## Your task
Locate the word "window" in the material, then show every line that holds it.

## Materials provided
....
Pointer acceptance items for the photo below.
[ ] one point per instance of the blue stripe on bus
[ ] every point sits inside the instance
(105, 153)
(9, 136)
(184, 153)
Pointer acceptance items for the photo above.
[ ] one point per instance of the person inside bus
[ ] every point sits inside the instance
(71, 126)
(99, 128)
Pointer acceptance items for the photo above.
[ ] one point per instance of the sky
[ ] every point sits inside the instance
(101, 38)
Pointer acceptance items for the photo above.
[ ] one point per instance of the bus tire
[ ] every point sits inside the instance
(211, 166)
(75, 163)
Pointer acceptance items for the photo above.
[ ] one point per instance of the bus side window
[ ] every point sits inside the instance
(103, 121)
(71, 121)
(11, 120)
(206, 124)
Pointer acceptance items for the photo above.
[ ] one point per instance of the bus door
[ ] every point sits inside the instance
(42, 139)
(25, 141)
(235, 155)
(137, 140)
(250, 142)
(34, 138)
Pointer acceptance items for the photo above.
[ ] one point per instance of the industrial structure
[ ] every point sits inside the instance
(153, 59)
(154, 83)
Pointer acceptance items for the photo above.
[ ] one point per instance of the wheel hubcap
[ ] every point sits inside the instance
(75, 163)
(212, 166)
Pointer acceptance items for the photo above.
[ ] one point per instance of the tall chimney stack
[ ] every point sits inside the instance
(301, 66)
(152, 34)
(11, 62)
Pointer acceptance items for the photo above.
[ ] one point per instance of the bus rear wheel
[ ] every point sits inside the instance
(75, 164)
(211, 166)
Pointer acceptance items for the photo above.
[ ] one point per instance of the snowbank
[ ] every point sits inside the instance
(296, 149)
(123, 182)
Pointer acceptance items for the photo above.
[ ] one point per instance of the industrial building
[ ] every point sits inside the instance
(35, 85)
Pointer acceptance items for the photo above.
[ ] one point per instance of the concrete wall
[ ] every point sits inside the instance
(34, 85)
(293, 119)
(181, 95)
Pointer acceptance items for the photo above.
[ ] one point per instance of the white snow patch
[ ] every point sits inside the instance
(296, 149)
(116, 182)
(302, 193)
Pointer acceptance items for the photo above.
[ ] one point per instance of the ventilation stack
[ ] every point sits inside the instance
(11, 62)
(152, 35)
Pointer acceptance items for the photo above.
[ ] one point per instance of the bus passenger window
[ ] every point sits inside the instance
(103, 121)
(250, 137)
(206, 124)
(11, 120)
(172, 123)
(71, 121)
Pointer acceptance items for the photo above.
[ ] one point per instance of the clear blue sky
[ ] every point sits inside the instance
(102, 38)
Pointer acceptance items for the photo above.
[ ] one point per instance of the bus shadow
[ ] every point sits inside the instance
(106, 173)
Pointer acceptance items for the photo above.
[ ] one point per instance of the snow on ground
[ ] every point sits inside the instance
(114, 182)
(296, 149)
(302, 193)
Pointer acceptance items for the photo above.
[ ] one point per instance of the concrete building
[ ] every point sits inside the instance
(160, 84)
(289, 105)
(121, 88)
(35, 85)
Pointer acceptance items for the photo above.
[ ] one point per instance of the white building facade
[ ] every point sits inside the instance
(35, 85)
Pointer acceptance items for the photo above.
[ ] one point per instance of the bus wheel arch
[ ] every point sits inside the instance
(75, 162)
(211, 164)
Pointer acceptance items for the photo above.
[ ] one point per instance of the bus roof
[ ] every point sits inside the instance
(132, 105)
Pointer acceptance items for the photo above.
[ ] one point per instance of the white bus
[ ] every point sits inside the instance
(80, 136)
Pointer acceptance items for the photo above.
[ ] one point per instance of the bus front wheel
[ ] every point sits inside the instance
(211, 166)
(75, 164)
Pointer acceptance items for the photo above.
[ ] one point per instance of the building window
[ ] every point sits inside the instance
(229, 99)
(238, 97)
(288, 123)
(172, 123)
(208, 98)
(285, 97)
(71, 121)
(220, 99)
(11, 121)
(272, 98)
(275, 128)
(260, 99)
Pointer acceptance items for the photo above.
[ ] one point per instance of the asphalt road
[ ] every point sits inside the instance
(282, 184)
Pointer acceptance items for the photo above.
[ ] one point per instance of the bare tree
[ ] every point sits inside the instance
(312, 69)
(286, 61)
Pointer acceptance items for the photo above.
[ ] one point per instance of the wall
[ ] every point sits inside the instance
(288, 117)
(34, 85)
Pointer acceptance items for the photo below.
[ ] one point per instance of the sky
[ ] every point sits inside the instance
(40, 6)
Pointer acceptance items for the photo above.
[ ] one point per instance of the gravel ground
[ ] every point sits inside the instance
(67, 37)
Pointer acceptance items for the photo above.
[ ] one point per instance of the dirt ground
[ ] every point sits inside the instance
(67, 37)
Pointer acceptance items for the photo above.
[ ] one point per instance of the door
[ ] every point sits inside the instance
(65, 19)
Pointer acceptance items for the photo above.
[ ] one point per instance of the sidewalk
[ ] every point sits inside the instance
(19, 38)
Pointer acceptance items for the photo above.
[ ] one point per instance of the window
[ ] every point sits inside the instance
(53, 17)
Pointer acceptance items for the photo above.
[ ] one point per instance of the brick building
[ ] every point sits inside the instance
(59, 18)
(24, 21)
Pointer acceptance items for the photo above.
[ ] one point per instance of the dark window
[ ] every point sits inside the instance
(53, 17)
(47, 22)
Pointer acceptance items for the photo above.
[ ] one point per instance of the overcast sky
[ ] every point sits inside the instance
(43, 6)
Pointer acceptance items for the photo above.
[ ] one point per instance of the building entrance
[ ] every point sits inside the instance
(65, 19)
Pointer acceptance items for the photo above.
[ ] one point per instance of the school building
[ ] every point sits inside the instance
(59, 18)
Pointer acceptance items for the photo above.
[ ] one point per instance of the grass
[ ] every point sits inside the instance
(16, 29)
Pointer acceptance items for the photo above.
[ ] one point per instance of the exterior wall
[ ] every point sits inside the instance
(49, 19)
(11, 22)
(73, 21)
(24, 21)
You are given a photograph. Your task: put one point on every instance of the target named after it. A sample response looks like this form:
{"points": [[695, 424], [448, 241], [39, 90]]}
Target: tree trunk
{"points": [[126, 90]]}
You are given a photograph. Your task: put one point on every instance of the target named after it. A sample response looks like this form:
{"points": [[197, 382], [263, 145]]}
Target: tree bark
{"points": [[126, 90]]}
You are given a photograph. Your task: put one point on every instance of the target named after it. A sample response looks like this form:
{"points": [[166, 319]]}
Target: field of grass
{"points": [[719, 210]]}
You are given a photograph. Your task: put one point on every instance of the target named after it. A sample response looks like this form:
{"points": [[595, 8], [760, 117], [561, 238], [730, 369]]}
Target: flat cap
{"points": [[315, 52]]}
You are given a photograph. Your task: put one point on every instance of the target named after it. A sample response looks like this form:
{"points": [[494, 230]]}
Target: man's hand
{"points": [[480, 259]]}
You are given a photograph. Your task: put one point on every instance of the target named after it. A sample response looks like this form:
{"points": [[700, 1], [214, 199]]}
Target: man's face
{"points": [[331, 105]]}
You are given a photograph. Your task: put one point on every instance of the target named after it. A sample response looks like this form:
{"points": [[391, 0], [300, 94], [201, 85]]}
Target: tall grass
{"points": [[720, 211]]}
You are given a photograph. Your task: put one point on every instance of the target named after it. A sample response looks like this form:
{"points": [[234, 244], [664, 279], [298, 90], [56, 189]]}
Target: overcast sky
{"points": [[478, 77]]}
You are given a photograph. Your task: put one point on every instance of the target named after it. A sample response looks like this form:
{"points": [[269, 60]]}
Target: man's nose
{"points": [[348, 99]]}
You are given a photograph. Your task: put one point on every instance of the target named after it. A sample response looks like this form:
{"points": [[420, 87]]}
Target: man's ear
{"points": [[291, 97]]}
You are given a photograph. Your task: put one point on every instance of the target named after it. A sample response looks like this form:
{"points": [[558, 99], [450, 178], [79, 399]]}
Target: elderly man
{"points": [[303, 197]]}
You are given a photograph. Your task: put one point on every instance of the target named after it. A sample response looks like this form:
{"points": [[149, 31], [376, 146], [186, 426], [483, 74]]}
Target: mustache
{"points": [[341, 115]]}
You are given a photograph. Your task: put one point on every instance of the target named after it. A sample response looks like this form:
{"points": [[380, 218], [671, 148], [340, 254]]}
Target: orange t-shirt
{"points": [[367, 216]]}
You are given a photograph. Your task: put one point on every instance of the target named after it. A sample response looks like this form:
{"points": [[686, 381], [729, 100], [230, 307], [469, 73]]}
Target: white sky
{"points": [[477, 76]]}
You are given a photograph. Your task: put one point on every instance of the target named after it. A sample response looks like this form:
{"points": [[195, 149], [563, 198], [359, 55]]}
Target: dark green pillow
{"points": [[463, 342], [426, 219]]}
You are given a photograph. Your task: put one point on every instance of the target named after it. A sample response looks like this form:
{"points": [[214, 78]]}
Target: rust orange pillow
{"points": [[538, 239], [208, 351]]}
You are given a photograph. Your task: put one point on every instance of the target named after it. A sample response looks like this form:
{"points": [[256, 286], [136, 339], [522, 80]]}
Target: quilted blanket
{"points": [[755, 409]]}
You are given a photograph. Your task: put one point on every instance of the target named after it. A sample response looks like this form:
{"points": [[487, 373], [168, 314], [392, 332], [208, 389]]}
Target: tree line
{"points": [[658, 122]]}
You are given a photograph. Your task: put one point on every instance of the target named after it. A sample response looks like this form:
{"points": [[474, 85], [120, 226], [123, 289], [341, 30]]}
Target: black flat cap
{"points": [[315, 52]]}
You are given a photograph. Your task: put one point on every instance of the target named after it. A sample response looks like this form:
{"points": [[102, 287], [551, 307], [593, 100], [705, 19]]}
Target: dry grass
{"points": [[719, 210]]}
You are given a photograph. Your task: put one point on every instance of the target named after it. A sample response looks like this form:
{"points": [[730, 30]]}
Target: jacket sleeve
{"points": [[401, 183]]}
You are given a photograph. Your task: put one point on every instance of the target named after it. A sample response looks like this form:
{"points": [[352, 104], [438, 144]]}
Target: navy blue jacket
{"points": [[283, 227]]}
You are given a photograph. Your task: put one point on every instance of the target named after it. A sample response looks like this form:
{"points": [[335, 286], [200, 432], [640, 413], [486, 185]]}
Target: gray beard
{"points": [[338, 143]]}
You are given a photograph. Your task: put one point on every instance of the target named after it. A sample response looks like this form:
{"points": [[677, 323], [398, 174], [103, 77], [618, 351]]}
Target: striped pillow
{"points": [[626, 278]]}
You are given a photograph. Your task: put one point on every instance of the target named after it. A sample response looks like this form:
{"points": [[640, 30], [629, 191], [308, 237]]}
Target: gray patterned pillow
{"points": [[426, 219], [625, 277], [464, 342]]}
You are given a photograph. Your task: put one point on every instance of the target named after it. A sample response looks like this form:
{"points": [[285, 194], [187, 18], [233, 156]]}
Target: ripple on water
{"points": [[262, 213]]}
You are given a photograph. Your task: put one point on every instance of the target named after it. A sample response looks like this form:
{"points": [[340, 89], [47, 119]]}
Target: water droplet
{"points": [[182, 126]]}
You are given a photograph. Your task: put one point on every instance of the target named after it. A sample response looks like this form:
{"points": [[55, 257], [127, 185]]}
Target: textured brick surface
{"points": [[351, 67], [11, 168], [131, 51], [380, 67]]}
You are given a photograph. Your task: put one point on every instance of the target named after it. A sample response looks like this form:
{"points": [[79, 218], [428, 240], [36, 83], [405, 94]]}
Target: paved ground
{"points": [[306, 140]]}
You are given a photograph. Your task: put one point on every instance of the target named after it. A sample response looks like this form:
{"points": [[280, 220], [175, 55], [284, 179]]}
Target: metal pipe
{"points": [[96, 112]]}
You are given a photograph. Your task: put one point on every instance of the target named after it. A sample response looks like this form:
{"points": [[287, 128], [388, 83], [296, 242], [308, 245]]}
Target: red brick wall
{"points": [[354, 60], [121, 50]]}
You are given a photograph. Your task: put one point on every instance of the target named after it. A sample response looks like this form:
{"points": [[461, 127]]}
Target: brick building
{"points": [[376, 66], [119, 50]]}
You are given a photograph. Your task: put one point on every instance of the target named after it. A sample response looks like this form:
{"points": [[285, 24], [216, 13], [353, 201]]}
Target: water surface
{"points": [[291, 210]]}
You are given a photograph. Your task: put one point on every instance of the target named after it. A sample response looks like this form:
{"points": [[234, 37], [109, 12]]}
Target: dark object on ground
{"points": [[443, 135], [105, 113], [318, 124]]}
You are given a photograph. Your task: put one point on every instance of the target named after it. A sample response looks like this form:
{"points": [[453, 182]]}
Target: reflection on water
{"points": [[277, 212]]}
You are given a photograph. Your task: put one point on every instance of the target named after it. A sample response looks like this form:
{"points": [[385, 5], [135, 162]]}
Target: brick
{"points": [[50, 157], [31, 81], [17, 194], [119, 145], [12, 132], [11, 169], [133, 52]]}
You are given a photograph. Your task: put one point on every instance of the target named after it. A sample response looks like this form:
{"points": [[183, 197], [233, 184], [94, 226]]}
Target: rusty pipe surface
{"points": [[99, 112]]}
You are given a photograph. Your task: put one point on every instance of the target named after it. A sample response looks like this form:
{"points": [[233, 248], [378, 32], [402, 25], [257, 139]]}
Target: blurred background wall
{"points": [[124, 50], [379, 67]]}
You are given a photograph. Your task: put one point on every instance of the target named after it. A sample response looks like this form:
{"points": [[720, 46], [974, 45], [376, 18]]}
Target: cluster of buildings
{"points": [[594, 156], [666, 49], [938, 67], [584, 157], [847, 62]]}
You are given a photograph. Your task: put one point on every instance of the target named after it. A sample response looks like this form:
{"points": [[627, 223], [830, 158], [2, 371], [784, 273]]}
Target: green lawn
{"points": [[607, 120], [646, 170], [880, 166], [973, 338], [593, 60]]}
....
## Solution for this exercise
[ ] one point per instance of the bus side window
[ ] one point per instance of the bus passenger window
[ ] one point per instance of the building window
[ ] one point per instance of the window
[ ] one point per instance of the dark window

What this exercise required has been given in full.